## Document passage

________________

I stared at her. She was holding a dandelion that had gone to seed, which she had been happily blowing the seed puffs off of. I saw no bug.
"Where?" I asked.
She pointed to what looked like the fluff of a dandelion, resting on her shirt.
"No, sweetie, that's just a seed." I flicked it off with my hand.
Then it flew away.
Yep, my daughter was right. It wasn't a dandelion seed with the parachute puff on it that she saw. She was right.
It was a bug.
I then noticed a few more of these little creatures that were masquerading as parachuting dandelion seeds.
It took me a little while, but I finally caught one.
It was, for lack of a better description, cute. I know, not exactly the most common description for an insect, but... it just was.
It had a bright white, nearly fluorescent, fuzzy butt. The location of the wings relative to the head made it look like some sort of strangely drawn cartoon animal. I smiled as I gazed upon this adorable little bug that was so content to sit peacefully in the palm of my hand, and thought,
What the heck is this thing?
Turns out, it's an aphid. A woolly aphid, to be exact. I sat in complete amazement upon discovering this. See, I don't generally like aphids. Before I went organic, aphids used to make their homes on my grapevines. I never once considered them to be cute. They're destructive.
But look how cute this little guy is! How could I possibly dislike this sweet little creature with its white, fuzzy butt?

________________

## Brief 1
Decide whether each statement agrees with the woolly aphid passage. Answer yes or no for each, and quote the deciding words of the passage: (a) The daughter had been blowing the seed puffs off a dandelion. (b) The bug had a bright red, fuzzy rear. (c) Aphids once lived on the writer's grapevines.
## Brief 2
Summarize the woolly aphid passage in two sentences.
## Brief 3
Translate this sentence from the woolly aphid passage into Spanish: "It took me a little while, but I finally caught one."
The items have no connection to the woolly aphid passage.

## Provided records
________________

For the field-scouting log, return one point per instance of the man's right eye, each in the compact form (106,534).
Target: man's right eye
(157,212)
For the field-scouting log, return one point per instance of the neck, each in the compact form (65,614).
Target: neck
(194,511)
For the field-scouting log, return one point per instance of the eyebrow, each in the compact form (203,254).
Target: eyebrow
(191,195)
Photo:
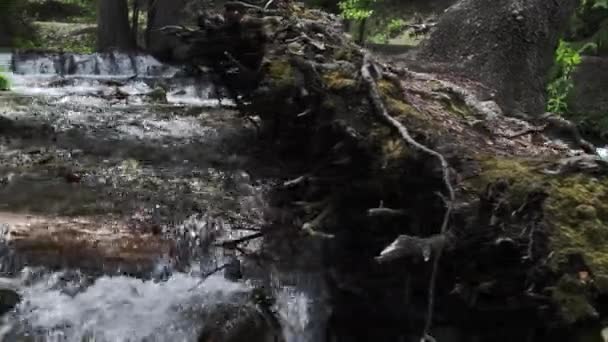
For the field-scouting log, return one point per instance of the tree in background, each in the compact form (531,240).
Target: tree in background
(113,30)
(163,13)
(506,45)
(14,23)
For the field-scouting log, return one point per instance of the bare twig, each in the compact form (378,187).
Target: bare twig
(530,130)
(386,212)
(234,243)
(380,108)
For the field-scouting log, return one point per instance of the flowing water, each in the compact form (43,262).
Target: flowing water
(113,198)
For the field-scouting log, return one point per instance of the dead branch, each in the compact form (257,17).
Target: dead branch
(558,122)
(296,181)
(234,243)
(312,227)
(385,212)
(207,275)
(412,246)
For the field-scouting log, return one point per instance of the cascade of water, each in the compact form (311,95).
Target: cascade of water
(71,306)
(100,64)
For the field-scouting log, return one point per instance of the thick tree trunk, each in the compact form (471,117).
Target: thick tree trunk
(162,13)
(506,45)
(113,30)
(135,21)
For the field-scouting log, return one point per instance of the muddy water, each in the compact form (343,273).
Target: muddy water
(113,200)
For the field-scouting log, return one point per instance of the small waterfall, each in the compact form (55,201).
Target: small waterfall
(98,64)
(84,94)
(5,60)
(58,307)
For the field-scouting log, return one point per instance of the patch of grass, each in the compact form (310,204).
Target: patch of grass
(281,73)
(53,36)
(337,80)
(4,82)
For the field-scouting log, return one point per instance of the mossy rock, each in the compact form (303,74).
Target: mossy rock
(577,207)
(4,83)
(281,73)
(577,212)
(338,81)
(571,296)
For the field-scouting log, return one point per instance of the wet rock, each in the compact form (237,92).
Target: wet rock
(158,95)
(238,323)
(88,243)
(8,300)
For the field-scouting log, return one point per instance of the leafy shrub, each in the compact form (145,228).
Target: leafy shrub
(566,60)
(4,82)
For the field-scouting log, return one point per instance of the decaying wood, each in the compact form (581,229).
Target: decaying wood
(386,212)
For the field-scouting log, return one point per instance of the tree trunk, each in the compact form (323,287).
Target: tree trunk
(162,13)
(135,21)
(113,26)
(507,45)
(362,30)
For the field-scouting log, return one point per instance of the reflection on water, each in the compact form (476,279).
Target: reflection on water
(89,143)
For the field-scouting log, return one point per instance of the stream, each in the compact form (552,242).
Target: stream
(119,179)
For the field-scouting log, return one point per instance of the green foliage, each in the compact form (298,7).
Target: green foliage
(4,82)
(356,9)
(566,60)
(393,29)
(596,4)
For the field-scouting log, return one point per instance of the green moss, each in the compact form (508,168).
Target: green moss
(571,296)
(344,54)
(519,173)
(393,98)
(4,83)
(281,73)
(337,80)
(577,207)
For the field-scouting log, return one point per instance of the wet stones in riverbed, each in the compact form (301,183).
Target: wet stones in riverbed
(239,323)
(9,298)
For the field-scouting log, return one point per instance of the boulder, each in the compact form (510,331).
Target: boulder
(590,79)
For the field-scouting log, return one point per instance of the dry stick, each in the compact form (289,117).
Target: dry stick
(377,102)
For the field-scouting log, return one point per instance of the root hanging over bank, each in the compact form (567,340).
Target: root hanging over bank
(453,176)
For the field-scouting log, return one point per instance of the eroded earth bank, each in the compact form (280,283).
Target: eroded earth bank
(343,198)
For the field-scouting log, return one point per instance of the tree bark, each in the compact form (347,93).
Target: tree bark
(113,30)
(163,13)
(506,45)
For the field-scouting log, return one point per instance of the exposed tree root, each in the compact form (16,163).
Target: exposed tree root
(439,241)
(312,227)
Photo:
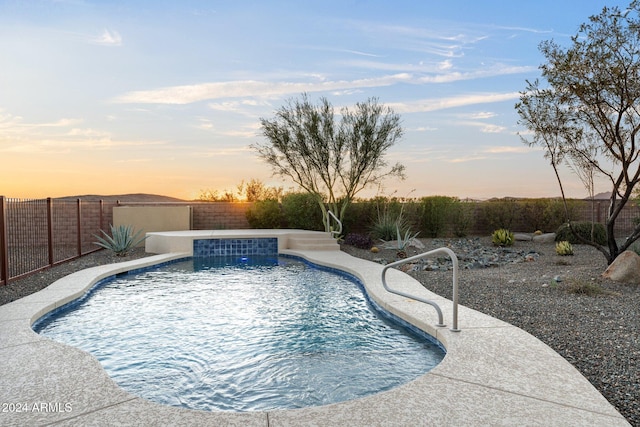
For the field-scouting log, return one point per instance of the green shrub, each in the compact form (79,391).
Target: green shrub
(389,217)
(385,225)
(265,214)
(122,239)
(435,214)
(358,217)
(591,231)
(502,237)
(362,241)
(564,248)
(302,211)
(461,217)
(500,213)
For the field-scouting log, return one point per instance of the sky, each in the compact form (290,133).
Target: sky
(166,97)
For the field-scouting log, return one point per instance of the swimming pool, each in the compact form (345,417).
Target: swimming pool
(242,334)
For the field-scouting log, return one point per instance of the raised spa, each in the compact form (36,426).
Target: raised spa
(242,334)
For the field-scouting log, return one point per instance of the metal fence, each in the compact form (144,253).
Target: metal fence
(39,233)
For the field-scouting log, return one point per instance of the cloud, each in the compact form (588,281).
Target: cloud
(186,94)
(500,149)
(481,115)
(107,38)
(426,105)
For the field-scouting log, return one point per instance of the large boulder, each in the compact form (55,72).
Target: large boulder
(625,268)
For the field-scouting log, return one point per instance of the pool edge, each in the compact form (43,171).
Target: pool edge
(512,378)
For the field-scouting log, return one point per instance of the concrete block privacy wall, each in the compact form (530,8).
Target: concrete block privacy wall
(153,218)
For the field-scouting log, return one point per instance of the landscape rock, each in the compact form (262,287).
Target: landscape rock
(522,237)
(545,238)
(625,268)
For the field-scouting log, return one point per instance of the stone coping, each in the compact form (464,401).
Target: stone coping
(493,373)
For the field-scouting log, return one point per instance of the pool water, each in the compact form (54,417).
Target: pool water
(242,335)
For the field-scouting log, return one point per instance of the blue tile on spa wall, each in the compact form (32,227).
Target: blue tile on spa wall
(235,247)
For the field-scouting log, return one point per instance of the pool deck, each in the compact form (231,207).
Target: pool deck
(493,374)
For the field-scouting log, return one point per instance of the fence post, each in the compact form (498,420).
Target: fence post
(50,229)
(4,247)
(79,226)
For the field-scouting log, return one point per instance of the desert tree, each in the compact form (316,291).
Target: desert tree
(587,114)
(330,158)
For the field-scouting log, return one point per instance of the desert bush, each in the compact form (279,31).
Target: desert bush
(502,237)
(592,231)
(564,248)
(302,211)
(362,241)
(265,214)
(461,217)
(359,216)
(389,216)
(500,213)
(434,215)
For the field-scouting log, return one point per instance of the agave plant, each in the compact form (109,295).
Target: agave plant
(402,242)
(564,248)
(121,241)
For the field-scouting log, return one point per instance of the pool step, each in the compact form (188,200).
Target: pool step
(317,242)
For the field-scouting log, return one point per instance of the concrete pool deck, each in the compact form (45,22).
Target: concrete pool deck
(493,374)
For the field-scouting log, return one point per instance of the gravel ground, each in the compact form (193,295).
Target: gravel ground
(598,333)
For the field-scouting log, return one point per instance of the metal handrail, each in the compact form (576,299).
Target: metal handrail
(329,216)
(454,260)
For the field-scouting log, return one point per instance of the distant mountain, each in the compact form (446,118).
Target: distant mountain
(602,196)
(138,197)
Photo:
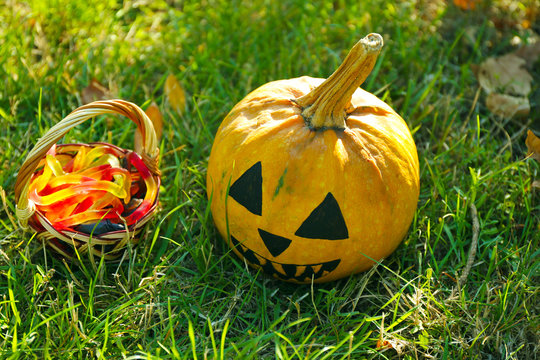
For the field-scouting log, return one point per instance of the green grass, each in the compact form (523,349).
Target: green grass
(180,294)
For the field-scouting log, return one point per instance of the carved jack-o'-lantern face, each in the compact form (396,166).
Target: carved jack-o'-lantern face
(312,179)
(324,222)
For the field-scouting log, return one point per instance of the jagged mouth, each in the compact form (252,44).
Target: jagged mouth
(300,273)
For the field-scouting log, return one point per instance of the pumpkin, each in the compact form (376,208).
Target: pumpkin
(311,179)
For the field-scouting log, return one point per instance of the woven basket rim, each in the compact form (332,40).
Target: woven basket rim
(148,152)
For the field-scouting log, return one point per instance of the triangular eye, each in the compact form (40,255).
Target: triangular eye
(325,222)
(247,189)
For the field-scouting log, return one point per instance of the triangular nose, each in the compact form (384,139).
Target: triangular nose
(274,243)
(325,222)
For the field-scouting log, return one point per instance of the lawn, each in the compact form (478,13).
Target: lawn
(181,293)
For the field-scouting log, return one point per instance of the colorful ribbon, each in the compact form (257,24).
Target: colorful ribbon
(87,189)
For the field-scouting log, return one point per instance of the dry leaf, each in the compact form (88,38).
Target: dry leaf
(155,115)
(465,4)
(508,106)
(533,145)
(506,75)
(530,53)
(175,94)
(94,91)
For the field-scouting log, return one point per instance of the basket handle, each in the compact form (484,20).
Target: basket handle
(150,149)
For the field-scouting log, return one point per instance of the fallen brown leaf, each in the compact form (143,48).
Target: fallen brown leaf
(530,53)
(508,106)
(175,94)
(533,145)
(94,91)
(465,4)
(505,74)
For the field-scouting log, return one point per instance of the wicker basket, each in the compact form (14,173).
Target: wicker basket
(74,241)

________________

## Expected answer 1
(a) Yes: "which she had been happily blowing the seed puffs off of"
(b) No: "It had a bright white, nearly fluorescent, fuzzy butt."
(c) Yes: "aphids used to make their homes on my grapevines"

## Expected answer 2
A daughter pointed to what looked like dandelion fluff on her shirt, and it flew away after being flicked off, proving it was a bug. The writer caught one, found it cute, and was amazed to learn it was a woolly aphid, since aphids had once been destructive pests on the writer's grapevines.

## Expected answer 3
Me llevó un rato, pero al final atrapé uno.